Natural language region descriptions:
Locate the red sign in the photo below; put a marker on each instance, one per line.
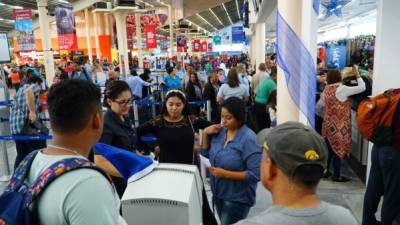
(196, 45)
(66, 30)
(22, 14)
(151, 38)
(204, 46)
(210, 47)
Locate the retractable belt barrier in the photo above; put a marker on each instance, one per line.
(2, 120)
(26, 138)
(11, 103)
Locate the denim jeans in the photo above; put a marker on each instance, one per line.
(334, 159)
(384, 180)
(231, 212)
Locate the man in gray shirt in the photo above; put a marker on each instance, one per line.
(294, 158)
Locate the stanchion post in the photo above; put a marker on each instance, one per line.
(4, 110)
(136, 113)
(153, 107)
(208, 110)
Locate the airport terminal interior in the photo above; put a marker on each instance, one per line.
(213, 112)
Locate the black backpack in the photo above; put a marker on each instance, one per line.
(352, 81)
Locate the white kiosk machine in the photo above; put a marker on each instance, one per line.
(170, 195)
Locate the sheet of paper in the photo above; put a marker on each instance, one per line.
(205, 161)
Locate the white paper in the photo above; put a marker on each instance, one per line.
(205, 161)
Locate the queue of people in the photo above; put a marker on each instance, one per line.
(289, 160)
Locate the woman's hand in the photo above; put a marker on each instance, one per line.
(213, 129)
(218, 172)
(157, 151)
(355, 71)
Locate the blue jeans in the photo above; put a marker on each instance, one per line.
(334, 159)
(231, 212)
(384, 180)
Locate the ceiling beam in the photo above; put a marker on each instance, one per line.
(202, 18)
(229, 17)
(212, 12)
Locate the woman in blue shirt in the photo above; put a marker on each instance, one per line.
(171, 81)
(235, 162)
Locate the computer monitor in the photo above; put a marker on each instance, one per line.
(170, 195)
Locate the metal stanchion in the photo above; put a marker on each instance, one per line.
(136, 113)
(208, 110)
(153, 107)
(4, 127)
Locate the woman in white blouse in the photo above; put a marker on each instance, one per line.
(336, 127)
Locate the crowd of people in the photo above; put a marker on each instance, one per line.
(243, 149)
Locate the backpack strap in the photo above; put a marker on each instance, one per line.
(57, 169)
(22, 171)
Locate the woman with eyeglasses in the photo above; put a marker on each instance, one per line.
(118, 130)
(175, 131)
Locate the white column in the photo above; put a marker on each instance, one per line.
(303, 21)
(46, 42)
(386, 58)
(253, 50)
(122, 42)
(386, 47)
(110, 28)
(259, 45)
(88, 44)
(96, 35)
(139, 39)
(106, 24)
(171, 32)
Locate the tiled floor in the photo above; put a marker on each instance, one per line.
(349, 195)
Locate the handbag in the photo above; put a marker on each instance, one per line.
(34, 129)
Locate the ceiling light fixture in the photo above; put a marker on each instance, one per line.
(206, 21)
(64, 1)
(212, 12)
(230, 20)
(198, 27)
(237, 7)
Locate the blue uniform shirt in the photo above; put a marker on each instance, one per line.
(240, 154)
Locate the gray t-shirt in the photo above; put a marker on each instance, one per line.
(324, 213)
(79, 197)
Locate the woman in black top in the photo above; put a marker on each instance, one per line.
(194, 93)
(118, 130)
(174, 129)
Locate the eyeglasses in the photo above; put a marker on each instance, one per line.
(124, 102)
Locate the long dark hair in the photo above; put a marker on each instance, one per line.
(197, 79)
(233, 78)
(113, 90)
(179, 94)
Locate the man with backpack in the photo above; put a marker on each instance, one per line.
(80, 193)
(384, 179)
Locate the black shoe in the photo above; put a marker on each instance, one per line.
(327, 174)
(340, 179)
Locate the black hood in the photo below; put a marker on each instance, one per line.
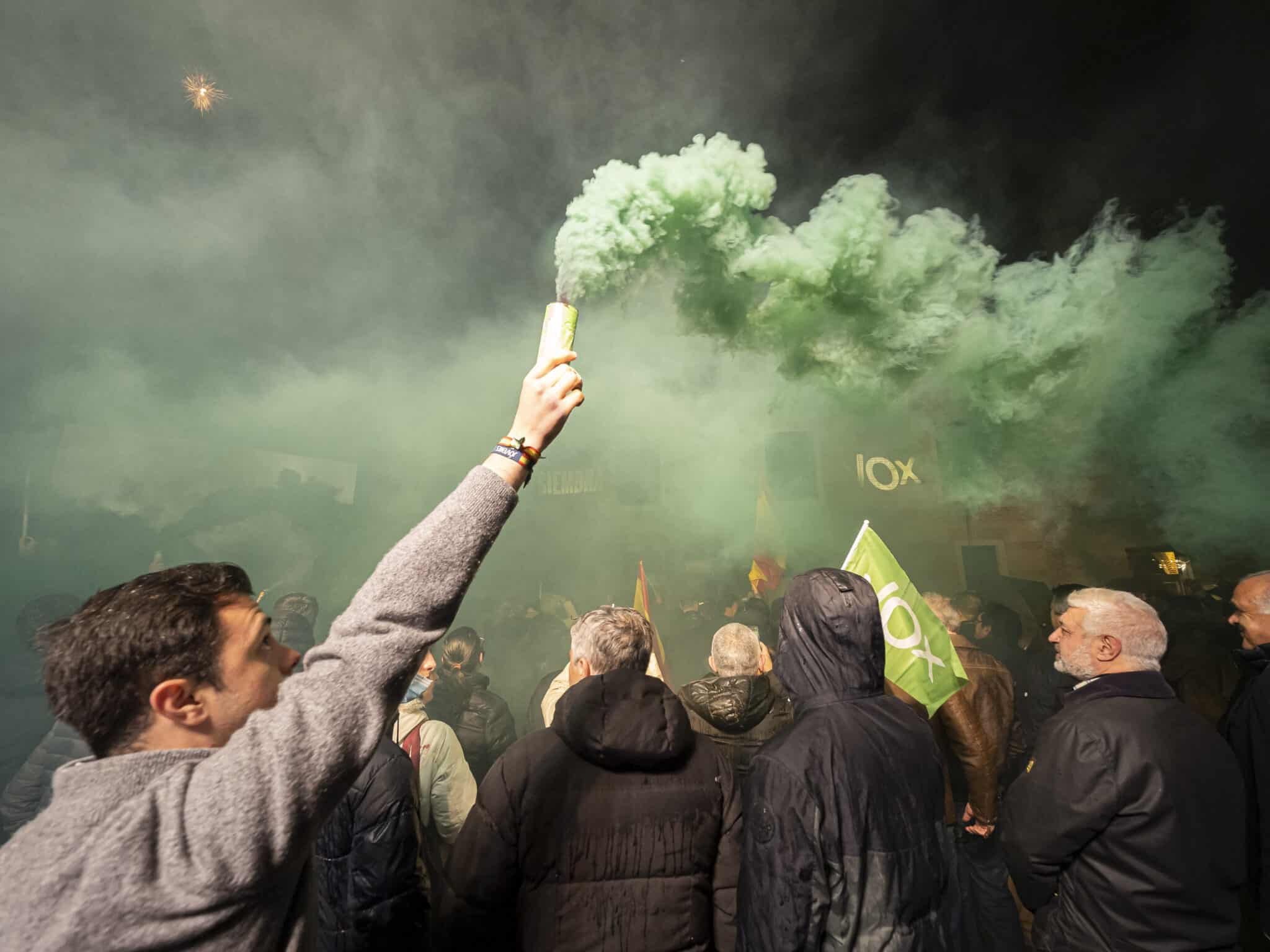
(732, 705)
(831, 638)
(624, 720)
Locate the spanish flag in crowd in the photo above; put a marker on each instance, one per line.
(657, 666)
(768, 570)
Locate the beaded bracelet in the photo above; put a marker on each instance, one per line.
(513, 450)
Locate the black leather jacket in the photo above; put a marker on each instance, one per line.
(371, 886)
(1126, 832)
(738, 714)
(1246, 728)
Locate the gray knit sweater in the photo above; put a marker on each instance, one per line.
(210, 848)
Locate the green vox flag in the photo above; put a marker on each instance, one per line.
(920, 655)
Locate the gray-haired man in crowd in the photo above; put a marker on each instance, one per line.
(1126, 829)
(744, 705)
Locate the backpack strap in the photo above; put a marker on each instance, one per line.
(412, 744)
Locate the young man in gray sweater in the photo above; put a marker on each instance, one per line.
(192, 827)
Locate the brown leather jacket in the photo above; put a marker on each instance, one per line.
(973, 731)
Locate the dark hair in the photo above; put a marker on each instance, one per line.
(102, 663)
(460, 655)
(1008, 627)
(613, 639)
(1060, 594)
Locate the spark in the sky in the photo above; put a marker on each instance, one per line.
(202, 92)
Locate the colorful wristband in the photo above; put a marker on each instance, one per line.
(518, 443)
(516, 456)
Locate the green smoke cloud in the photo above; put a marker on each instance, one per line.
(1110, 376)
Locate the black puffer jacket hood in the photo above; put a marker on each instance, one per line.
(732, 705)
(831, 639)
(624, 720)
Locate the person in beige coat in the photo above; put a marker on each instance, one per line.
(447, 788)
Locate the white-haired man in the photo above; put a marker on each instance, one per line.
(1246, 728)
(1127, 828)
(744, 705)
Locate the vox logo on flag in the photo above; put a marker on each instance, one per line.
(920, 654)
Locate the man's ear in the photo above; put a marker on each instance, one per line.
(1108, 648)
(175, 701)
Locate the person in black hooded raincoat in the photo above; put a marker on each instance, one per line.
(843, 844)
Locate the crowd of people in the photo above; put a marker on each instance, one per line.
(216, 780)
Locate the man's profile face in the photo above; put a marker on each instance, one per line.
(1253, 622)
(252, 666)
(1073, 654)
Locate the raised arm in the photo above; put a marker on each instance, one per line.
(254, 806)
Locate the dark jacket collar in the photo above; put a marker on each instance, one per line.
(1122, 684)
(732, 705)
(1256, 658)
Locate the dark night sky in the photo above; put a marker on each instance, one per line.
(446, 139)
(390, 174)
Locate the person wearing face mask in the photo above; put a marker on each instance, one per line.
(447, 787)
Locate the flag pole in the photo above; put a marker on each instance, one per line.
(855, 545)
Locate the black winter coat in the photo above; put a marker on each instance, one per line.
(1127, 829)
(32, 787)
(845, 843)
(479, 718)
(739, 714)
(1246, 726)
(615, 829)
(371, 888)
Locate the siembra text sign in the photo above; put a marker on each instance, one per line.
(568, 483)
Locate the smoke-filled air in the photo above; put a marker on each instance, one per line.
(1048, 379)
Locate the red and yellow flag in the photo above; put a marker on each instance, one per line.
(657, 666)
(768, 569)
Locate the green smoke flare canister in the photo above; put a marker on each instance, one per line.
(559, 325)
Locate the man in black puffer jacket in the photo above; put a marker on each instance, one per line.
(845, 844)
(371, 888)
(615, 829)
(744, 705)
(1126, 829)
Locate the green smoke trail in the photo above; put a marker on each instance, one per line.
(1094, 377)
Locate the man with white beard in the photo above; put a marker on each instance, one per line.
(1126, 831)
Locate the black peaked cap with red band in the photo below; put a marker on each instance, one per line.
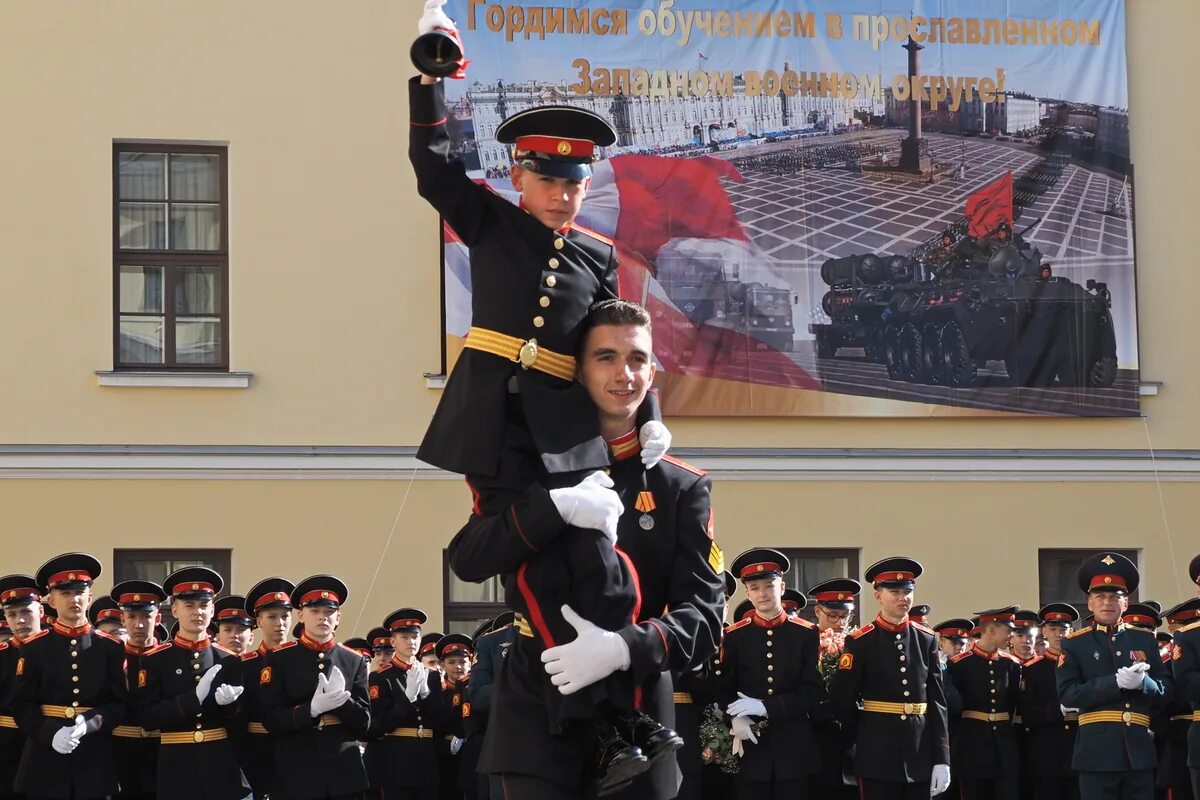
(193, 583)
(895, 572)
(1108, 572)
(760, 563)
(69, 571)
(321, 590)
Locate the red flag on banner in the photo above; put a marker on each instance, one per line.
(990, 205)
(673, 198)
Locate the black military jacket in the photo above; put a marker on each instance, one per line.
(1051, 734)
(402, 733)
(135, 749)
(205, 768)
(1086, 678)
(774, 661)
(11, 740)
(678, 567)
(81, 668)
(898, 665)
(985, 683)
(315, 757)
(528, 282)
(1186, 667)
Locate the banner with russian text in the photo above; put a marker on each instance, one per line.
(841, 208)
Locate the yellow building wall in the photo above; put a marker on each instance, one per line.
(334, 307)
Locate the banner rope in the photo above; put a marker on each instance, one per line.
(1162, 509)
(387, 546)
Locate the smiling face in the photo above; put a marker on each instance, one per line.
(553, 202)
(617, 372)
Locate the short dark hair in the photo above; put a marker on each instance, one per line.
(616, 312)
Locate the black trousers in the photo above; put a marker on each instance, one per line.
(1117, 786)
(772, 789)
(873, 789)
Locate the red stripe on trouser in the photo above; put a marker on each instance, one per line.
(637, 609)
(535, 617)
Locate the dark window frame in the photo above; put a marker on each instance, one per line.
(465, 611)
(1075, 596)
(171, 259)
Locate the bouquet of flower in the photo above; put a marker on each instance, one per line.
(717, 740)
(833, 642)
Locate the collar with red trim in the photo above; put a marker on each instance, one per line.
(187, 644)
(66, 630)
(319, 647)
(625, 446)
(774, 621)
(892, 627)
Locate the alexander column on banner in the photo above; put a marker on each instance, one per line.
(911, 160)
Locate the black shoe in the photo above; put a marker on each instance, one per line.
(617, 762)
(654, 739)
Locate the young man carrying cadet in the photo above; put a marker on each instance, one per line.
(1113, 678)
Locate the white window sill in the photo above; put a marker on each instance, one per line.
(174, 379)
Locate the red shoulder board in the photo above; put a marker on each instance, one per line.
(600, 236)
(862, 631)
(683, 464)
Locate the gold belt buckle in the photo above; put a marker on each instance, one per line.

◆ Directions for this task
The range begins at the line containing "Locate the short" and ends at the last line of the entries; reproduce it exactly.

◆ Result of the task
Locate the short dark hair in the photo above; put a marker on each instance, one per line.
(616, 312)
Locate the black trousers in the photo above; put a marker on each instance, one per line.
(1117, 786)
(772, 789)
(873, 789)
Locate the red stripe on trouser in the photo above; put a marker on each instance, one per line.
(637, 609)
(535, 617)
Locate the dark window frame in the photo above; put a marker on each instance, one per line.
(465, 611)
(1075, 596)
(171, 259)
Locate the bouquet of flower in the photo above; put a marker on each instance, one per line.
(717, 740)
(833, 642)
Locate the collar with red trim in the photo above; put a marker on each instance, one per line.
(187, 644)
(66, 630)
(319, 647)
(625, 446)
(774, 621)
(892, 627)
Locate the alexander column on banner in the photo above; put a marker on each instance, one per line.
(911, 160)
Locate the black shoe in the photo above; put a marker on each instance, one per line.
(617, 762)
(654, 739)
Locate the young man carrying cadet in the photo above; put a marker on each instance, one per line.
(1113, 678)
Locate the white window sill in the photo above; put a marker on each instance, one per line.
(174, 379)
Locate the red shoulder board in the photo above; put a marker on each instance, one per line.
(600, 236)
(862, 631)
(683, 464)
Locate the gold belt buckle in the photo above; put a marker on each instance, one per line.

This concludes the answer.